**Work task**
Reproduce everything in the thread on fast C++ matrix storage from "There is the" down to "function call overhead.", word for word.

**Provided text**
##############################

Note that this option is not enabled by -O2 or -O3. You have to pass it yourself.
My guess would be the fastest is, for a matrix, to use 1D STL array and override the () operator to use it as 2D matrix.
However, the STL also defines a type specifically for non-resizeable numerical arrays: valarray. You also have various optimisations for in-place operations.
valarray accept as argument a numerical type:
valarray<double> a;
Then, you can use slices, indirect arrays, ... and of course, you can inherit the valarray and define your own operator()(int i, int j) for 2D arrays ...
Very likely this is a locality-of-reference issue. vector uses new to allocate its internal array, so each row will be at least a little apart in memory due to each block's header; it could be a long distance apart if memory is already fragmented when you allocate them. Different rows of the array are likely to at least incur a cache-line fault and could incur a page fault; if you're really unlucky two adjacent rows could be on memory lines that share a TLB slot and accessing one will evict the other.
In contrast your other solutions guarantee that all the data is adjacent. It could help your performance if you align the structure so it crosses as few cache lines as possible.
vector is designed for resizable arrays. If you don't need to resize the arrays, use a regular C++ array. STL operations can generally operate on C++ arrays.
Do be sure to walk the array in the correct direction, i.e. across (consecutive memory addresses) rather than down. This will reduce cache faults.
My recommendation would be to use Boost.UBLAS, which provides fast matrix/vector classes.
To be fair depends on the algorithms you are using upon the matrix.
The double name[n*m] format is very fast when you are accessing data by rows both because has almost no overhead besides a multiplication and addition and because your rows are packed data that will be coherent in cache.
If your algorithms access column ordered data then other layouts might have much better cache coherence. If your algorithm access data in quadrants of the matrix even other layouts might be better.
Try to make some research directed at the type of usage and algorithms you are using. That is specially important if the matrix are very large, since cache misses may hurt your performance way more than needing 1 or 2 extra math operations to access each address.
You could just as easily do vector< double >( n*m );
You may want to look at the Eigen C++ template library at http://eigen.tuxfamily.org/ . It generates AltiVec or sse2 code to optimize the vector/matrix calculations.
There is the uBLAS implementation in Boost. It is worth a look.
http://www.boost.org/doc/libs/1_36_0/libs/numeric/ublas/doc/matrix.htm
Another related library is Blitz++: http://www.oonumerics.org/blitz/docs/blitz.html
Blitz++ is designed to optimize array manipulation.
I have done this some time back for raw images by declaring my own 2 dimensional array classes.
In a normal 2D array, you access the elements like:
array[2][3]. Now to get that effect, you'd have a class array with an overloaded
[] array accessor. But, this would essentially return another array, thereby giving
you the second dimension.
The problem with this approach is that it has a double function call overhead.
The way I did it was to use the () style overload.
So instead of
array[2][3], change I had it do this style array(2,3).
That () function was very tiny and I made sure it was inlined.
See this link for the general concept of that:
http://www.learncpp.com/cpp-tutorial/99-overloading-the-parenthesis-operator/
You can template the type if you need to.
The difference I had was that my array was dynamic. I had a block of char memory I'd declare. And I employed a column cache, so I knew where in my sequence of bytes the next row began. Access was optimized for accessing neighbouring values, because I was using it for image processing.
It's hard to explain without the code but essentially the result was as fast as C, and much easier to understand and use.

##############################

**Information**
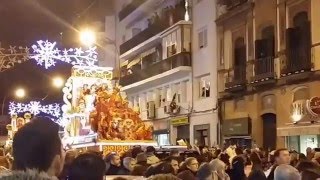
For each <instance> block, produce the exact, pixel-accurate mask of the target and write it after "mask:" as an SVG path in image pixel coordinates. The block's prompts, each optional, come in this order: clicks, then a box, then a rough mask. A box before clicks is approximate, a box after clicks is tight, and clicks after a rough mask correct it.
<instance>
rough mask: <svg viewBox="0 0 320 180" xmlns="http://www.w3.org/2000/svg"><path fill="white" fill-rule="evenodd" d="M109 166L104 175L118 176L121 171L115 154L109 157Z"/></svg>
mask: <svg viewBox="0 0 320 180" xmlns="http://www.w3.org/2000/svg"><path fill="white" fill-rule="evenodd" d="M110 156H111V157H110V166H109V168H108V170H107V172H106V175H119V173H120V171H121V169H122V168H121V160H120V156H118V155H117V154H111V155H110Z"/></svg>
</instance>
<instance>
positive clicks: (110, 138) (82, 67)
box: [62, 66, 157, 154]
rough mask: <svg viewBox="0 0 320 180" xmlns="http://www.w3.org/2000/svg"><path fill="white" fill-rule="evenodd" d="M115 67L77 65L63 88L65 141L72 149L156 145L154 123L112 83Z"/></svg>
mask: <svg viewBox="0 0 320 180" xmlns="http://www.w3.org/2000/svg"><path fill="white" fill-rule="evenodd" d="M111 79H112V68H107V67H88V66H74V67H73V68H72V75H71V77H70V78H69V79H68V80H67V82H66V86H65V87H64V88H63V93H64V96H63V100H64V102H65V105H63V106H62V111H63V119H65V122H67V124H66V126H65V131H64V132H65V134H64V138H63V140H64V142H65V143H66V144H69V146H71V147H72V148H95V149H99V150H100V151H103V153H104V154H107V153H109V152H115V151H116V152H118V153H120V154H121V153H124V152H125V151H127V150H128V149H129V148H130V147H131V146H134V145H142V146H149V145H151V146H156V145H157V143H156V142H155V141H153V140H152V124H150V123H149V124H148V123H146V122H144V121H143V120H142V119H141V118H140V114H139V110H134V109H133V108H131V107H129V103H128V101H127V99H126V95H125V94H124V93H123V92H121V91H120V87H118V86H113V84H112V81H111Z"/></svg>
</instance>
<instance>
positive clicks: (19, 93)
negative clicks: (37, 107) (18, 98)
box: [15, 88, 26, 98]
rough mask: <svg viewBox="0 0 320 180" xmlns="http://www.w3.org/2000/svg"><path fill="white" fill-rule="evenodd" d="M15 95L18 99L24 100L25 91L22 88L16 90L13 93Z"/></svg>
mask: <svg viewBox="0 0 320 180" xmlns="http://www.w3.org/2000/svg"><path fill="white" fill-rule="evenodd" d="M15 95H16V97H18V98H24V97H25V96H26V91H25V90H24V89H23V88H18V89H17V90H16V91H15Z"/></svg>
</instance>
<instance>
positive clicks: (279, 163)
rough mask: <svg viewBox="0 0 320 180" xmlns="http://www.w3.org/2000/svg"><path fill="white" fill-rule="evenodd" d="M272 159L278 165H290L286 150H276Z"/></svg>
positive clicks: (289, 159)
mask: <svg viewBox="0 0 320 180" xmlns="http://www.w3.org/2000/svg"><path fill="white" fill-rule="evenodd" d="M274 158H275V161H276V163H277V164H278V165H281V164H290V155H289V151H288V150H287V149H278V150H276V151H275V152H274Z"/></svg>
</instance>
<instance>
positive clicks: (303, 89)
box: [293, 87, 310, 102]
mask: <svg viewBox="0 0 320 180" xmlns="http://www.w3.org/2000/svg"><path fill="white" fill-rule="evenodd" d="M309 97H310V94H309V89H308V88H307V87H300V88H297V89H295V90H293V102H295V101H299V100H307V99H309Z"/></svg>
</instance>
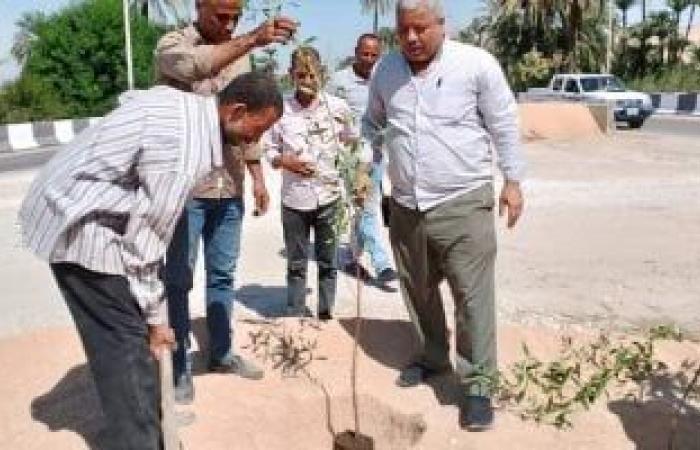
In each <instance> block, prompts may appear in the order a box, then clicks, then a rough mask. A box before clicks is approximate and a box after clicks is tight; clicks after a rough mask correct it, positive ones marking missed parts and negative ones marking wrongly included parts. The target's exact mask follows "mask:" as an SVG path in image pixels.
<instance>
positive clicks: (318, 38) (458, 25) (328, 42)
mask: <svg viewBox="0 0 700 450" xmlns="http://www.w3.org/2000/svg"><path fill="white" fill-rule="evenodd" d="M73 1H76V0H0V82H2V81H6V80H9V79H12V78H14V77H16V76H17V73H18V72H19V67H17V64H16V63H15V61H14V60H13V59H12V57H11V56H10V48H11V47H12V41H13V37H14V34H15V33H16V31H17V29H16V27H15V22H16V21H17V20H18V19H19V18H20V17H21V15H22V14H23V13H25V12H29V11H36V10H41V11H44V12H46V13H51V12H55V11H57V10H59V9H60V8H62V7H64V6H66V5H67V4H69V3H71V2H73ZM296 1H297V2H298V3H299V4H300V5H299V6H298V7H291V6H289V7H286V9H285V11H284V13H285V14H286V15H289V16H293V17H294V18H295V19H297V20H299V21H300V22H301V28H300V32H299V35H300V38H302V39H303V38H307V37H310V36H316V37H317V41H316V42H315V44H314V45H316V47H317V48H318V49H319V51H320V52H321V54H322V56H323V57H324V59H325V60H326V62H327V63H330V64H329V66H330V67H333V66H334V63H335V62H337V61H338V60H340V59H342V58H344V57H345V56H349V55H350V54H351V53H352V49H353V47H354V44H355V38H356V37H357V36H359V35H360V34H362V33H364V32H366V31H370V30H371V28H372V16H371V15H369V14H367V15H365V14H362V12H361V8H360V2H359V0H296ZM443 3H444V6H445V13H446V16H447V27H448V32H452V31H455V30H458V29H460V28H462V27H464V26H466V25H467V24H468V23H469V21H470V20H471V18H472V17H475V16H477V15H479V13H480V11H481V9H482V4H483V3H482V1H481V0H444V1H443ZM647 3H648V9H649V10H650V11H653V10H655V9H659V8H661V7H662V5H664V3H665V2H664V0H647ZM638 10H639V7H638V6H636V7H633V9H632V10H631V11H630V13H629V20H630V22H632V23H633V22H634V21H636V20H638V19H639V11H638ZM260 20H262V17H260V16H258V17H254V18H253V17H248V18H246V19H244V21H242V23H241V24H240V26H239V30H238V31H241V32H242V31H245V30H247V29H250V28H252V27H253V26H254V25H255V23H256V22H258V21H260ZM393 22H394V17H393V13H389V14H387V15H386V16H384V17H382V18H381V22H380V24H381V25H386V26H392V24H393ZM279 53H280V58H281V60H280V64H281V65H282V66H283V67H286V65H287V64H286V63H287V61H286V59H287V55H288V51H287V50H286V49H284V48H282V49H281V51H280V52H279Z"/></svg>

##############################

**Written answer**
There is the uBLAS implementation in Boost. It is worth a look.
http://www.boost.org/doc/libs/1_36_0/libs/numeric/ublas/doc/matrix.htm
Another related library is Blitz++: http://www.oonumerics.org/blitz/docs/blitz.html
Blitz++ is designed to optimize array manipulation.
I have done this some time back for raw images by declaring my own 2 dimensional array classes.
In a normal 2D array, you access the elements like:
array[2][3]. Now to get that effect, you'd have a class array with an overloaded
[] array accessor. But, this would essentially return another array, thereby giving
you the second dimension.
The problem with this approach is that it has a double function call overhead.